• **Task goal**
Look below for the line containing "Objective — one point per instance of the white parked". Reproduce it and every line after it exactly, and nothing more.

Region pointing data
════
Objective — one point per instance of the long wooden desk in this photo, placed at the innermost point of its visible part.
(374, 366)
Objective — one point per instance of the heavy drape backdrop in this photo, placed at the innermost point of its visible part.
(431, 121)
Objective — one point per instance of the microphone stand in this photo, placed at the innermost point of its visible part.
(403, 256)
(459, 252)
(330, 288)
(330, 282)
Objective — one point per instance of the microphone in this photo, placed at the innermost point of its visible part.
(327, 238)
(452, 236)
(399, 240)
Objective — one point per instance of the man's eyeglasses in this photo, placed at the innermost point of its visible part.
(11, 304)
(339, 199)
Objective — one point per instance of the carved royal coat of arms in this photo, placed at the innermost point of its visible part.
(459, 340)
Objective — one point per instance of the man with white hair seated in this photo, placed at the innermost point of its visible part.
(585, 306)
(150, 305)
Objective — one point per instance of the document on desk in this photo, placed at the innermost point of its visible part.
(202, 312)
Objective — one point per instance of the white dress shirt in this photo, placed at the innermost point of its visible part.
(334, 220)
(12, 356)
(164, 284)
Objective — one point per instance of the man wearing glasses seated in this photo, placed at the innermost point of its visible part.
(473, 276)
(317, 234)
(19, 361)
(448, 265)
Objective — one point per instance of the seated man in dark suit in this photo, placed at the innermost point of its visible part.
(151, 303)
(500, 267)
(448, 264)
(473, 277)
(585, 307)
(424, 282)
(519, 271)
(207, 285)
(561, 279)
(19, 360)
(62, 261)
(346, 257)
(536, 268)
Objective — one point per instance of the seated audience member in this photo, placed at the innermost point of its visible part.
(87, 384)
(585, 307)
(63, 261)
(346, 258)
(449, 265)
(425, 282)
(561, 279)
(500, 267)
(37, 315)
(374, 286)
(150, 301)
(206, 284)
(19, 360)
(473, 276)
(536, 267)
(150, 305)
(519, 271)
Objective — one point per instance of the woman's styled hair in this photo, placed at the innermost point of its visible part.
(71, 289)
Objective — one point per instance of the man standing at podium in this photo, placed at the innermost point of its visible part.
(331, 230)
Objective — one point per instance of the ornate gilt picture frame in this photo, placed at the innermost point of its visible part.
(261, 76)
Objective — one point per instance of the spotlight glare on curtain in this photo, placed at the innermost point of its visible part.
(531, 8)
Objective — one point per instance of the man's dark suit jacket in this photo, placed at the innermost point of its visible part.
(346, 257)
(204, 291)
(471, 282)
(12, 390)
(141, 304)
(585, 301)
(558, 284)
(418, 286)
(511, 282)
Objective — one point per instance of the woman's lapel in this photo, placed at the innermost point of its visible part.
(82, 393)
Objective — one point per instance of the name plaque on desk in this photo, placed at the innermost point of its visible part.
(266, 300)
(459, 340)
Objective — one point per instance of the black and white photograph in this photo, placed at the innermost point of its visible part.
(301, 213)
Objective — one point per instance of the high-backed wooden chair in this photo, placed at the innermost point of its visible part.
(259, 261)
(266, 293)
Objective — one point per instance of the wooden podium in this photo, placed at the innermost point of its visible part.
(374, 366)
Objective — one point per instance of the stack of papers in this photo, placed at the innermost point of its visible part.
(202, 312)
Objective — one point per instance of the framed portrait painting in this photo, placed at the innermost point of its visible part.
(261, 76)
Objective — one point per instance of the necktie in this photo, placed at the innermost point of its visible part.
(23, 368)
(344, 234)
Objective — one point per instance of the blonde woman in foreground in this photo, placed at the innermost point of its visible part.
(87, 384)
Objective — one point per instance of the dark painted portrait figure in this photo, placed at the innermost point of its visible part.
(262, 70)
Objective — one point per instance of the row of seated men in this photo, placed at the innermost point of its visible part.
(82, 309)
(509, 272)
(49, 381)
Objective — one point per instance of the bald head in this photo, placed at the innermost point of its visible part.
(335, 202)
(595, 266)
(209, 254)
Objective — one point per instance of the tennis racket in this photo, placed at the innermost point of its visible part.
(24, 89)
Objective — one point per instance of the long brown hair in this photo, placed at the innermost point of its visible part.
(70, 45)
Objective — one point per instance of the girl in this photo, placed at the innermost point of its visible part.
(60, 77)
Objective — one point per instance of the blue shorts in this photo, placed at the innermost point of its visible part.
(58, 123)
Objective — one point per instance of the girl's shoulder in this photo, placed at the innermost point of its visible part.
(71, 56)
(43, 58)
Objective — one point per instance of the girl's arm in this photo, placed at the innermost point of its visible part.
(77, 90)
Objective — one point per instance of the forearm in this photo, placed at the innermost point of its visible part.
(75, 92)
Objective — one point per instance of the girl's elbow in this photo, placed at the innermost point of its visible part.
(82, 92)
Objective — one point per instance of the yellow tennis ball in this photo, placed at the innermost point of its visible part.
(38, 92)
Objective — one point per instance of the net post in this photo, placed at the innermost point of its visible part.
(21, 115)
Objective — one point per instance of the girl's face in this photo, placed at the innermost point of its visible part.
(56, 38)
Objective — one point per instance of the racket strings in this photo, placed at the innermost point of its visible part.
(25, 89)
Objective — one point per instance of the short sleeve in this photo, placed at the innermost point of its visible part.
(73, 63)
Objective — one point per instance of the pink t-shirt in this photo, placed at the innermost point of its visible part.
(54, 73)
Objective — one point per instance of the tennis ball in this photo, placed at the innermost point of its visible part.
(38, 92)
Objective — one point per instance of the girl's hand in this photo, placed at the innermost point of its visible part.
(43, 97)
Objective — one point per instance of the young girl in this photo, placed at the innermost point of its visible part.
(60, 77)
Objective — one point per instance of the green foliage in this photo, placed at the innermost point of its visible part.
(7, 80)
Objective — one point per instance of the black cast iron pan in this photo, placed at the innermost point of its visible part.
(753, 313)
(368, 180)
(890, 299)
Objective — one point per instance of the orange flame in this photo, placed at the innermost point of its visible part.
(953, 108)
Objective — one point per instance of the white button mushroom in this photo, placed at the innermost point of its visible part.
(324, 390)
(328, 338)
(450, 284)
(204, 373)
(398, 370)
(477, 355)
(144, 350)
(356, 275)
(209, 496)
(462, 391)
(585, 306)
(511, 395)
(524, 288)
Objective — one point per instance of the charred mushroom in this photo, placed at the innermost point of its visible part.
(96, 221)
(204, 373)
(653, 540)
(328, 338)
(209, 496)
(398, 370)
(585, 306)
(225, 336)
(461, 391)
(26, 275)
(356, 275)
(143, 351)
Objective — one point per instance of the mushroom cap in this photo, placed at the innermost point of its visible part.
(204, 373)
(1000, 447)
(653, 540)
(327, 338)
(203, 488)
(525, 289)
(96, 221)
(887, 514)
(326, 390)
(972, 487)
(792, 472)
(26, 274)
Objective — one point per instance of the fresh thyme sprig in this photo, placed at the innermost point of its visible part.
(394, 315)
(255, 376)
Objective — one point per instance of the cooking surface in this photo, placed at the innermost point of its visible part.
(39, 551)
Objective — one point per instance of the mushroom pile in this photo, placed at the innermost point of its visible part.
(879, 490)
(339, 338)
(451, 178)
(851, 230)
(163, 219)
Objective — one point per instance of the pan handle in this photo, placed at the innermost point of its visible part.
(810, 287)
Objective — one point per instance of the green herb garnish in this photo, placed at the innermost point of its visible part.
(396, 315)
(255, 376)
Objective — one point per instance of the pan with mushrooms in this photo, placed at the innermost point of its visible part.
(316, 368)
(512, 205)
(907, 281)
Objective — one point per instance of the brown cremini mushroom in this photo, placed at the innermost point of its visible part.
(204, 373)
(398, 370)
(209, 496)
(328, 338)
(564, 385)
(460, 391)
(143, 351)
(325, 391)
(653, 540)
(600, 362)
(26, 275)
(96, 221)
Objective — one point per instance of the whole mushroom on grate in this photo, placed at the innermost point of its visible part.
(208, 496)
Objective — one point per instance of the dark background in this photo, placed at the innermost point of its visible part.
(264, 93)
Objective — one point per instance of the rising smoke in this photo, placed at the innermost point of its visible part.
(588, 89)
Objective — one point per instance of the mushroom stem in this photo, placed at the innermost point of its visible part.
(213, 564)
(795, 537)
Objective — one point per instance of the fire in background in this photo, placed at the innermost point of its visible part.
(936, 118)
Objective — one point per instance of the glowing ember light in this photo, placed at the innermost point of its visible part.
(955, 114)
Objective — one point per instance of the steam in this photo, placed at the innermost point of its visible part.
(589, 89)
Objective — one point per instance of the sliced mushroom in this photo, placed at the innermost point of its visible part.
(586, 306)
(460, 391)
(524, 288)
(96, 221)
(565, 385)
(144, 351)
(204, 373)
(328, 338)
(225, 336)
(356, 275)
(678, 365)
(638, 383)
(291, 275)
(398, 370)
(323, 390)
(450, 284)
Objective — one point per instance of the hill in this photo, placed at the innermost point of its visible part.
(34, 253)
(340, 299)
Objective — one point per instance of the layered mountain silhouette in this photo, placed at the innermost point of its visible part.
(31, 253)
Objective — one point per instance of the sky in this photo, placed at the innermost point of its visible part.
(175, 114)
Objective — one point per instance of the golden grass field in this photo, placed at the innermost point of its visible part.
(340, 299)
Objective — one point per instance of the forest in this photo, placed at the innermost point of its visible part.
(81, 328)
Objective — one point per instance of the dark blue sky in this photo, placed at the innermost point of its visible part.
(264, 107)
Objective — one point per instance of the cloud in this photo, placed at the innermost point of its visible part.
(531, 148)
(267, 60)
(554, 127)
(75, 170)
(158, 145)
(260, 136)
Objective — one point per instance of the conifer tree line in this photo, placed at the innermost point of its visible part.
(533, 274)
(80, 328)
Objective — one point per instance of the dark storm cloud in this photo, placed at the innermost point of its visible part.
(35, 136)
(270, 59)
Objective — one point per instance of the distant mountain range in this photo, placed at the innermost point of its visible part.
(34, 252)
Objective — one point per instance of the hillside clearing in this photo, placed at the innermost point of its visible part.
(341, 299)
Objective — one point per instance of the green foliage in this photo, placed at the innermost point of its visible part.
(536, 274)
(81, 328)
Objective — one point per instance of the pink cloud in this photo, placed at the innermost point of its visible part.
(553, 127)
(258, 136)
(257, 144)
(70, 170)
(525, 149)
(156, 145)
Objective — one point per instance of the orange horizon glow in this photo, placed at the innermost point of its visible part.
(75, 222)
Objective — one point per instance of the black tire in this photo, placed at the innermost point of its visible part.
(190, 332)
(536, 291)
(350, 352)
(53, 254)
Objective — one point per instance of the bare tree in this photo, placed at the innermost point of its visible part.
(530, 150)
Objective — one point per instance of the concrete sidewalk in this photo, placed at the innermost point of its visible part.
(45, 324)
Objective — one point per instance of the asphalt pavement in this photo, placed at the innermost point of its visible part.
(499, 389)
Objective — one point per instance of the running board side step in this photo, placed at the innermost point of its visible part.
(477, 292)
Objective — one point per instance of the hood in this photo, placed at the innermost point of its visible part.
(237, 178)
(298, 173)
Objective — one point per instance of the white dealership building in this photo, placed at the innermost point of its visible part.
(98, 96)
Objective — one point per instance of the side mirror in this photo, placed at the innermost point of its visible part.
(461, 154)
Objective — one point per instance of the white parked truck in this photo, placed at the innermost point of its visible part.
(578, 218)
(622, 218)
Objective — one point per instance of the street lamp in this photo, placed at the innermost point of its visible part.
════
• **Solution**
Objective — one point per instance of the white parked truck in this photo, placed at the innermost point of its visible part.
(578, 218)
(622, 218)
Objective — one point per instance of the street lamp in this photo, placed at the innermost point of its visible part.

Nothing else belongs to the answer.